__Task statement__
Repeat each entry below exactly.

Saved entries
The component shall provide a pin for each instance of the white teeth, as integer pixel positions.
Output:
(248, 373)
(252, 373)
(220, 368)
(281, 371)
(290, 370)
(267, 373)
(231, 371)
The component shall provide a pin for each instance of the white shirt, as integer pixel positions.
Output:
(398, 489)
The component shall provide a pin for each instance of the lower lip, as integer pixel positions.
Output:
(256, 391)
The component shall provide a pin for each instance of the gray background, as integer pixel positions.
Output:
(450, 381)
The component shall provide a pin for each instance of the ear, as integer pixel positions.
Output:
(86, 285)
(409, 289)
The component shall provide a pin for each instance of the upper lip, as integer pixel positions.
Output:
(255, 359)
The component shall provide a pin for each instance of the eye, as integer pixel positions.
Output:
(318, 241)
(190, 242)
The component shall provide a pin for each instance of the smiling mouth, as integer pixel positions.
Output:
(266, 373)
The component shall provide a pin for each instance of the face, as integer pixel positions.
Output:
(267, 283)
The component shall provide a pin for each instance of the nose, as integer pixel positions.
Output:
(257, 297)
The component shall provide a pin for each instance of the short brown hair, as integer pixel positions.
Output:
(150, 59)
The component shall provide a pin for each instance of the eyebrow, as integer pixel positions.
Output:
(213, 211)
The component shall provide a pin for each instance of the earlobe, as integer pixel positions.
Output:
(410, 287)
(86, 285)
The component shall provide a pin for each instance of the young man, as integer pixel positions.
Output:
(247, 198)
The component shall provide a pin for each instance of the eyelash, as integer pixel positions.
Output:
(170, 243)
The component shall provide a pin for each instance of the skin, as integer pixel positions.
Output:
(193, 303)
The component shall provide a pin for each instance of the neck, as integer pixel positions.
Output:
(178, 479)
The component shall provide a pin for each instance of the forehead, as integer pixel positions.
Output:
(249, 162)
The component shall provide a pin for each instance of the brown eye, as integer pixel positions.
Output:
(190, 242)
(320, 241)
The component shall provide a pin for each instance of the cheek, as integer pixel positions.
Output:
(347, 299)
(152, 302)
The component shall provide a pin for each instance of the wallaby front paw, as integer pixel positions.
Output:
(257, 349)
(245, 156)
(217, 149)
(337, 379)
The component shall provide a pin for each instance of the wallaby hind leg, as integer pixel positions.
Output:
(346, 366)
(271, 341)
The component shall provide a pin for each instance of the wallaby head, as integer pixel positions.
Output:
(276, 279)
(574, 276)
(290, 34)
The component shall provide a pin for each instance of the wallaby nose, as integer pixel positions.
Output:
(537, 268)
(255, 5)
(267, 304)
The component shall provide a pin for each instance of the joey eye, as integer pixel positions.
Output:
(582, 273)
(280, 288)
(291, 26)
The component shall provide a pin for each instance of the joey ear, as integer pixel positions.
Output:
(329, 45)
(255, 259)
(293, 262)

__Answer section__
The component shall provide a pin for each instance of the white teeth, as integer pixel positions.
Output:
(248, 373)
(252, 373)
(220, 368)
(281, 371)
(290, 370)
(267, 373)
(231, 371)
The component shall provide a pin for each instance of the white shirt, as integer pixel positions.
Output:
(398, 489)
The component shall provide a pin for each instance of the lower lip, as integer pixel positions.
Output:
(256, 391)
The component shall provide a pin for each instance of the gray background, as integer pixel positions.
Output:
(450, 381)
The component shall provide a pin for each instance of the ear, as integer pixel positions.
Output:
(86, 285)
(409, 289)
The component shall provide a pin for each instance of the upper lip, as integer pixel positions.
Output:
(255, 359)
The component shall provide a pin for each instance of the eye, as integer pixel positions.
Output:
(318, 241)
(190, 242)
The component shall provide a pin for each instance of the smiling mouth, as integer pixel positions.
Output:
(266, 373)
The component shall provide a pin for each instance of the face, as integer pixel positions.
Output:
(267, 283)
The component shall provide a pin for each instance of the nose, as integer pixel positions.
Output:
(257, 297)
The component shall provide a pin for each instance of the short brown hair, as integer pixel positions.
Output:
(150, 59)
The component shall provide a pin for each instance of the eyebrow, as integer pixel positions.
Output:
(213, 211)
The component shall provide a pin for each instance of the earlobe, as integer pixel positions.
Output:
(410, 287)
(86, 285)
The component shall provide a pin for each instance of the young man, as integer pixel positions.
Output:
(247, 198)
The component shall provide a pin for each instance of the eyelash, as integer pixel positions.
Output:
(170, 243)
The component shall provide a pin for each instance of the skin, as integer pixel positions.
Output:
(193, 303)
The component shall provide a pin for each instance of the neck, as integer pixel positions.
Output:
(178, 479)
The component shall provide a pin for each instance of the forehead, as integer pixel positions.
Output:
(249, 162)
The component shall provide a pin for each instance of the brown eye, as integer pixel positions.
Output:
(190, 242)
(320, 241)
The component shall provide a pin for each instance of the cheek, as integer pixel positions.
Output:
(347, 299)
(152, 302)
The component shall provide a pin for each instance of the wallaby front paw, as integer pixel positions.
Output:
(257, 349)
(245, 156)
(217, 149)
(337, 379)
The component shall provide a pin for each instance of the wallaby hind leg, as integer pixel positions.
Output:
(346, 366)
(271, 341)
The component shall provide a pin for each instance of the wallaby head, as integer pixel positions.
Output:
(276, 279)
(574, 276)
(290, 34)
The component shall provide a pin for each instance of the wallaby nose, as integer pixel positions.
Output:
(537, 268)
(255, 5)
(267, 304)
The component shall provide a pin for each instance of the joey eye, as integer pixel positions.
Output:
(582, 273)
(280, 288)
(291, 26)
The component shall provide a pin for each instance of the joey ear, as integer pixel positions.
Output:
(329, 45)
(255, 259)
(293, 262)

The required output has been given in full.